> [Reading passage]:
┏━━
Swiss Cheese
Dear Louie,
01-21-10
The other day, in Madison, awaiting the Wisconsin - Michigan Basketball Game, I drank a coke and ate a Swiss Cheese, ham sandwich... A Ham and Swiss sandwich. This was delicious, somewhat greasy, but with onion rings a true delight.
Swiss cheese is a tasty cheese, a cheese with holes, a cheese which never produces a true replication, one slice compared to another. The holes defy replication. Something like people.
Swiss cheese comes in many varieties. The variety determines the ingredients, processing, and characteristics of the cheese. Cheese can be made of pasteurized or raw milk, and the milk imparts different flavors. Milk is heated, acids are added, some types get rennet, an enzymes from the stomach of calves; starters cultures are used early in the cheese-making process to assist in coagulation. The starter cultures lend special flavors and prevent spoilage. Streptococcus salvivarius, lactobacillius casei, and lactobacicillus are typical starters. The milk is heated, treated, the starters are added, agitation is begun, time is spent, observation and care are given in specific times and doses, and the product is nurtured.
Carbon dioxide, produced by the bacteria, is released, controlled, and develops the holes in the cheese; the eyes of the Swiss. The individuality of the cheese is in the quality; the taste, appearance, the “Panache” of the product. All of this is enjoyed for the moment, in a bar awaiting the “Game.”
This cheese-making is like life. The enzymes of nurturing, along with the bacteria of living produce the cheese and whey. Swiss cheese with its individual holes, never two pieces alike are likened to people; never two alike, never two equal, never one without some blemish, and most giving off gases, not always innocuous carbon dioxide.
┗━━
> [Using the information]:
• a. Condense the paragraph of the Swiss cheese letter that begins "Carbon dioxide, produced by the bacteria" into a short bulleted list that keeps its main facts.
• b. Carry on the letter about Swiss cheese from the point where it ends.
The records that follow have nothing to do with the letter.

> [Data extracts]:
┏━━
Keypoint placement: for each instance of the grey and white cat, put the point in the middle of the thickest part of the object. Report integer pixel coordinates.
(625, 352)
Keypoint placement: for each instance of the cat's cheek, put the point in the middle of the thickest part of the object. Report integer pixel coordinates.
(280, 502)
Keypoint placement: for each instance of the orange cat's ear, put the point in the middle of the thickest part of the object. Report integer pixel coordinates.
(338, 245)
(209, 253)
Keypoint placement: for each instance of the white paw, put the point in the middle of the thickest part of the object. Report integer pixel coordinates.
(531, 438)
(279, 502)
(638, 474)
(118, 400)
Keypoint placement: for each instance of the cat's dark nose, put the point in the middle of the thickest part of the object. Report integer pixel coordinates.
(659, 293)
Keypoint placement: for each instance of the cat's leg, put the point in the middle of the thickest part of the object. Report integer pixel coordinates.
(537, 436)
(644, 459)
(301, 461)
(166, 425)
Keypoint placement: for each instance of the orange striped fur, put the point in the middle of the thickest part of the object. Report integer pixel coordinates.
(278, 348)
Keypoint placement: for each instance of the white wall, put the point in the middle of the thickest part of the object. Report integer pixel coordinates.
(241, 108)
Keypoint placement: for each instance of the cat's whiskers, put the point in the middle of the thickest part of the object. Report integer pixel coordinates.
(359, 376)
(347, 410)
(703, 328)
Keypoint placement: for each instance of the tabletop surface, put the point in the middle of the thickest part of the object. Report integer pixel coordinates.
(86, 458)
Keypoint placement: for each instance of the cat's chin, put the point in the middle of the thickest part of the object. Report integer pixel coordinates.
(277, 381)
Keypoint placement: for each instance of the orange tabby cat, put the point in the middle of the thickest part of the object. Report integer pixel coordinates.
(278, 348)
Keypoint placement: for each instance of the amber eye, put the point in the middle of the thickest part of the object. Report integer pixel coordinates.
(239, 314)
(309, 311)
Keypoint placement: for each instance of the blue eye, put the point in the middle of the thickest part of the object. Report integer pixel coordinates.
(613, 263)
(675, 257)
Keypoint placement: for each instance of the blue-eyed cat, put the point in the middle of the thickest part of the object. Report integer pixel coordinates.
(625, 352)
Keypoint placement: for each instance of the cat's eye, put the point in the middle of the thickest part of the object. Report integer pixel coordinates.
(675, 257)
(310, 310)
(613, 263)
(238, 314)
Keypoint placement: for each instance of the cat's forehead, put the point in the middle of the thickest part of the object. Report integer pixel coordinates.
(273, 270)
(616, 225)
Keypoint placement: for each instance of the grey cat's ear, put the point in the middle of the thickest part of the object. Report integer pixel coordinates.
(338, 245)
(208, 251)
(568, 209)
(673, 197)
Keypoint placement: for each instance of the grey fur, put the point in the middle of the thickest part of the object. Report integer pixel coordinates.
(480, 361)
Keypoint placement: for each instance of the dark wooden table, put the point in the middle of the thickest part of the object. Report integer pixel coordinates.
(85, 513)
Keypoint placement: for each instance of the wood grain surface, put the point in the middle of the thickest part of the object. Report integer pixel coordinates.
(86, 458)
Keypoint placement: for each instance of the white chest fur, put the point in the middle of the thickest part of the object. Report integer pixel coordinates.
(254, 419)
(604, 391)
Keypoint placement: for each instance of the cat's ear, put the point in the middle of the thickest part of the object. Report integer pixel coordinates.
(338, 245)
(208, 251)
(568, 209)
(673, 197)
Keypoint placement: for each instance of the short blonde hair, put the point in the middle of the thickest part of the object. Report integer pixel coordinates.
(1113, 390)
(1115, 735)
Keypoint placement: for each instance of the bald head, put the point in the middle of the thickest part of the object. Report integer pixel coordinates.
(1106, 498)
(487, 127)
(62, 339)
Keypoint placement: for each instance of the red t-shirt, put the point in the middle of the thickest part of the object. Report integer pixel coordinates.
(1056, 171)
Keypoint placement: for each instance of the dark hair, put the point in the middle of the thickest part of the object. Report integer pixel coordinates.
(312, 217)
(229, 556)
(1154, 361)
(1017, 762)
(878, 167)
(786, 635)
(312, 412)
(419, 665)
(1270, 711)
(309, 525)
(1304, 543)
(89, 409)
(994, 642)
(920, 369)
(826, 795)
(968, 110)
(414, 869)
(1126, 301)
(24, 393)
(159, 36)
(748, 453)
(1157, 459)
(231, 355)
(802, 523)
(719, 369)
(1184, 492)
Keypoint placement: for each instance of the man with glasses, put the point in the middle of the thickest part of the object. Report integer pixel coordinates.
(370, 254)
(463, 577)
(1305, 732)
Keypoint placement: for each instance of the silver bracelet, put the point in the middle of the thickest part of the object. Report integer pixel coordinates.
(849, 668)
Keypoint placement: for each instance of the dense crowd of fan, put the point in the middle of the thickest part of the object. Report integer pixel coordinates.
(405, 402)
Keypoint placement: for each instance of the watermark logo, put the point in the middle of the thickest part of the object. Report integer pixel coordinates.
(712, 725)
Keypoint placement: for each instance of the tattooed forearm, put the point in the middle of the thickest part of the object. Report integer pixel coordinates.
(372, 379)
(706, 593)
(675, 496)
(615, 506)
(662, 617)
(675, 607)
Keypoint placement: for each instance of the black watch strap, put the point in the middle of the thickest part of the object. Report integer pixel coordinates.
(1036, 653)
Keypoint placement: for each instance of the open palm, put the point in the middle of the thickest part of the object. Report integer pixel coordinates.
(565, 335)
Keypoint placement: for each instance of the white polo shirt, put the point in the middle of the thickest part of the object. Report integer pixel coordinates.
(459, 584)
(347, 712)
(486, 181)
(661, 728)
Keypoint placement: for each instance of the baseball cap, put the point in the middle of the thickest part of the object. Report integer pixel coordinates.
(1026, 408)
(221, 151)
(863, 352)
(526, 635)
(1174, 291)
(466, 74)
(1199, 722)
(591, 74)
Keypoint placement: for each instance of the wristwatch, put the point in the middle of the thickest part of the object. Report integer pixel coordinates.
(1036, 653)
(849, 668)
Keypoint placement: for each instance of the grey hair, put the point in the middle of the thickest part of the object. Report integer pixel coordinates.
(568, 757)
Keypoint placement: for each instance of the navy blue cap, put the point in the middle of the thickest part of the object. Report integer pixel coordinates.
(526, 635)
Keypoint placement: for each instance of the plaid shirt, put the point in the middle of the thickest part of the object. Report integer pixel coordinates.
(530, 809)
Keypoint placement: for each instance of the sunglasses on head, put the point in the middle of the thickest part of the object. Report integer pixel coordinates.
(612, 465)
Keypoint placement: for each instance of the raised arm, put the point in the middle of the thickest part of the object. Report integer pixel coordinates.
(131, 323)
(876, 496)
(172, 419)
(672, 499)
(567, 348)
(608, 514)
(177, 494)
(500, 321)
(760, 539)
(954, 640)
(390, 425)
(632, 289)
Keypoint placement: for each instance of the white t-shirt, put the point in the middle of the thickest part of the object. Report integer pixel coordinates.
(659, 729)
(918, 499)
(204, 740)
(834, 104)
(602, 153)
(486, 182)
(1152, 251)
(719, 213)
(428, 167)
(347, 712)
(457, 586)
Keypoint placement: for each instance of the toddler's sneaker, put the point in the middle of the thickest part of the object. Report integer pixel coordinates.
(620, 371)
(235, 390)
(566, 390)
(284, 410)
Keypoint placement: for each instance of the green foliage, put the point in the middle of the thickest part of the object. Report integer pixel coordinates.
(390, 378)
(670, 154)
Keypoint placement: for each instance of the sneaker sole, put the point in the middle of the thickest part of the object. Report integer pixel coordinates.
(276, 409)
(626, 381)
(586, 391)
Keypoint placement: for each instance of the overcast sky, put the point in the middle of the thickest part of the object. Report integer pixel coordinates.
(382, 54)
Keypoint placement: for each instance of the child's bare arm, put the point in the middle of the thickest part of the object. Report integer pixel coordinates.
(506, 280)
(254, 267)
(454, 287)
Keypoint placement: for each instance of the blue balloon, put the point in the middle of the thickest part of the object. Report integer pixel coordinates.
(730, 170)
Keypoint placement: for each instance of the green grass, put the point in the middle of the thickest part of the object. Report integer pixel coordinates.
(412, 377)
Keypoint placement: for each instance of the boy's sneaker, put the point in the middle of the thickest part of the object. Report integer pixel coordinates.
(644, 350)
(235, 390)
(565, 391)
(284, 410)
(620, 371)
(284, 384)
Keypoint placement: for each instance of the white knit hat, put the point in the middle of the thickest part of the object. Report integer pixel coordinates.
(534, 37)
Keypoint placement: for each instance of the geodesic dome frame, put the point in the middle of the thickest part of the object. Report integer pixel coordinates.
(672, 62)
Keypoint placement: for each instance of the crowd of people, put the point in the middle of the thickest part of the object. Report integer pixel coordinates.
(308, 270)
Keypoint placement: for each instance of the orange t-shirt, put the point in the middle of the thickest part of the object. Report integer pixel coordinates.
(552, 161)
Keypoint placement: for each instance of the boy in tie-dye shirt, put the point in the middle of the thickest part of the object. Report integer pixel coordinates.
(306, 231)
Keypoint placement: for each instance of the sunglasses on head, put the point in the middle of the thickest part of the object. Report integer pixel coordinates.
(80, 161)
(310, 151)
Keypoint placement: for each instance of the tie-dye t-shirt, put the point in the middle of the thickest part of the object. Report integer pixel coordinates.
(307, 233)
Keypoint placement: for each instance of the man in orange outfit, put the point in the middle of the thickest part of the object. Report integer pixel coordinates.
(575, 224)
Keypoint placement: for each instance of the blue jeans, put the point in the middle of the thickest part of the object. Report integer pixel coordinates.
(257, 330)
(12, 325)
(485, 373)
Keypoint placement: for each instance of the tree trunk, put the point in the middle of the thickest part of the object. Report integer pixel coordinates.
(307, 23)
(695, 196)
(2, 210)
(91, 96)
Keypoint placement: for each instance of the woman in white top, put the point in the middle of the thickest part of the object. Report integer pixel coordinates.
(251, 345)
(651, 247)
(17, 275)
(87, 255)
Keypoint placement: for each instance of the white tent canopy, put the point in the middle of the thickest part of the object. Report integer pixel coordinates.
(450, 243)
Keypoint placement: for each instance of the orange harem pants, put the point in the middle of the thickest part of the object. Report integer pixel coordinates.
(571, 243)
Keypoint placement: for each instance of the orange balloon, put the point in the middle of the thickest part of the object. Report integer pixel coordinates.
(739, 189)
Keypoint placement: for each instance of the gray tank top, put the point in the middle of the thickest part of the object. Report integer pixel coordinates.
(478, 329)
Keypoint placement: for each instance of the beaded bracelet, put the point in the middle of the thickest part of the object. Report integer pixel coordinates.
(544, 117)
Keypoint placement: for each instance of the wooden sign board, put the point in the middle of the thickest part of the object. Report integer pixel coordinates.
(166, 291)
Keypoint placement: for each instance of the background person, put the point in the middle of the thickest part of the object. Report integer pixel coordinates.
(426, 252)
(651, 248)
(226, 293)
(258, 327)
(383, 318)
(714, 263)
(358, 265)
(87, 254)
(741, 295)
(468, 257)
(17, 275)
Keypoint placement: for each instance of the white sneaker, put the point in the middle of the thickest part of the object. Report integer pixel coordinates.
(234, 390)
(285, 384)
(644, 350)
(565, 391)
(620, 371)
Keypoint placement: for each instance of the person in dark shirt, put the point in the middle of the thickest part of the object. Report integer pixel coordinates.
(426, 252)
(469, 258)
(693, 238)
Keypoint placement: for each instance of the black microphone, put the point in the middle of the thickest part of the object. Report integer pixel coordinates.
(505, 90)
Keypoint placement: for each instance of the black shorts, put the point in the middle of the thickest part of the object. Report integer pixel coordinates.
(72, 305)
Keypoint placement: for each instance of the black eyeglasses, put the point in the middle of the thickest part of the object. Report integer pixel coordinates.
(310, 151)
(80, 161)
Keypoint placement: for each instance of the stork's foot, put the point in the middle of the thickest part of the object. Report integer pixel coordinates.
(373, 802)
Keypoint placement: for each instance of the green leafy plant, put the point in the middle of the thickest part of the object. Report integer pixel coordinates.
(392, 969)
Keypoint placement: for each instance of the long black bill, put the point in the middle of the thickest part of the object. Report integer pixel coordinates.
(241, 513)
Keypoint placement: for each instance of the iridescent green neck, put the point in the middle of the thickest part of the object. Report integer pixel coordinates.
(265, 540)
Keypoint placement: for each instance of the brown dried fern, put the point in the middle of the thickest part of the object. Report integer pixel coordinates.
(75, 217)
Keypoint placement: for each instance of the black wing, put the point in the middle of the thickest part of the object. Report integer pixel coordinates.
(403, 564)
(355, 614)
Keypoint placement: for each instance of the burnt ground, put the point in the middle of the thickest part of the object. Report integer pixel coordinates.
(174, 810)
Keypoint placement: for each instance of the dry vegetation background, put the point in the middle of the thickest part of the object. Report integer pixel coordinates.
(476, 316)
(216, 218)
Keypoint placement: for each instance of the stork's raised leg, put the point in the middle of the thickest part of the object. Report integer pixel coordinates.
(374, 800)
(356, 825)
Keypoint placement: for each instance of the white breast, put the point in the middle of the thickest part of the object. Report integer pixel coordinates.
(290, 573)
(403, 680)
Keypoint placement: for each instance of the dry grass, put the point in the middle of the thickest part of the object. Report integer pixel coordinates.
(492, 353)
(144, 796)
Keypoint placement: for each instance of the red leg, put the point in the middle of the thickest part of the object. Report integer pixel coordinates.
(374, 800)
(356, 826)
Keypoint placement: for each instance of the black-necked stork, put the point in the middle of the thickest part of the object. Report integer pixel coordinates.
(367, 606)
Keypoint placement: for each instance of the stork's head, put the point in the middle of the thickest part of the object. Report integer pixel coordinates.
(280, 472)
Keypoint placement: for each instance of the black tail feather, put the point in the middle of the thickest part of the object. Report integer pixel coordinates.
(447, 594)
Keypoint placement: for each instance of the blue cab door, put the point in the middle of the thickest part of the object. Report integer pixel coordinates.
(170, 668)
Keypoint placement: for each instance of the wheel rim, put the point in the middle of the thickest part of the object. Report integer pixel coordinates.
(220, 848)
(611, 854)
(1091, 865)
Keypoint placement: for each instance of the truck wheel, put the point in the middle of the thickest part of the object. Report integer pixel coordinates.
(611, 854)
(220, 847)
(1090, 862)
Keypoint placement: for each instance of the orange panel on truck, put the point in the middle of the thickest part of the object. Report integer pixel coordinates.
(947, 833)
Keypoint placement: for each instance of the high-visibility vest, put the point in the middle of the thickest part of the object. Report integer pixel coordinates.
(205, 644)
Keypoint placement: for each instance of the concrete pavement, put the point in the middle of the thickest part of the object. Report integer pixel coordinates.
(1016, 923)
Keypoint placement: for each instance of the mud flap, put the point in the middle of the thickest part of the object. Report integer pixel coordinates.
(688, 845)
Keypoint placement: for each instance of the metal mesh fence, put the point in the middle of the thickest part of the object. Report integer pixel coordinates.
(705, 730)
┗━━
> [Your responses]:
• a.
- Bacteria produce carbon dioxide, which is released and controlled and forms the cheese's holes, the "eyes" of the Swiss.
- The cheese's individuality lies in its quality: its taste, appearance and "Panache."
- All of this is enjoyed for the moment, in a bar while waiting for the "Game."

• b.
I knew a Swiss cheese-making family, I knew them well. A jolly hard-working family. The father and mother arrived from Switzerland in the early teens of the twentieth century, settled in the area, and eventually had their own cheese factory, a small operation eight miles from town. There the boys grew, rather well. The older learned the trade and was successful in making an exquisite cheese; the younger spent his career in the vegetable packing industry. Both were excellent musicians, and played in bands and orchestras for years; both sang in choruses and sang well. All were relatively happy until the ravages of time and disease were declared, as the unique holes.
A slowly progressive personality change developed in the cheesemaker. Initially noted was a withdrawal from outside activities, a more casual approach to the cheese and whey process, and an inability to make music as he once did. He became somewhat reclusive, withdrew from family, became morose, lost interest in the business, and eventually allowed the sale of his vats and rennet curd.
He began to demonstrate the withdrawal of Alzheimer’s Disease, that dreaded disease of our culture and time. That disease which causes the destruction of neurons and cells in the culture of life, the brain. The brain, the seat of the intellect, the source of our personality, our driving force, that which makes you, you; and me, me: was destroyed by the relentless destruction of organization and function of his God inspired soul. And so, the wonderful uniqueness of his life’s work, the holes of his Swiss Cheese, was declared in the uniqueness of his death; the holes in his neuron brain, his Alzheimer’s complex.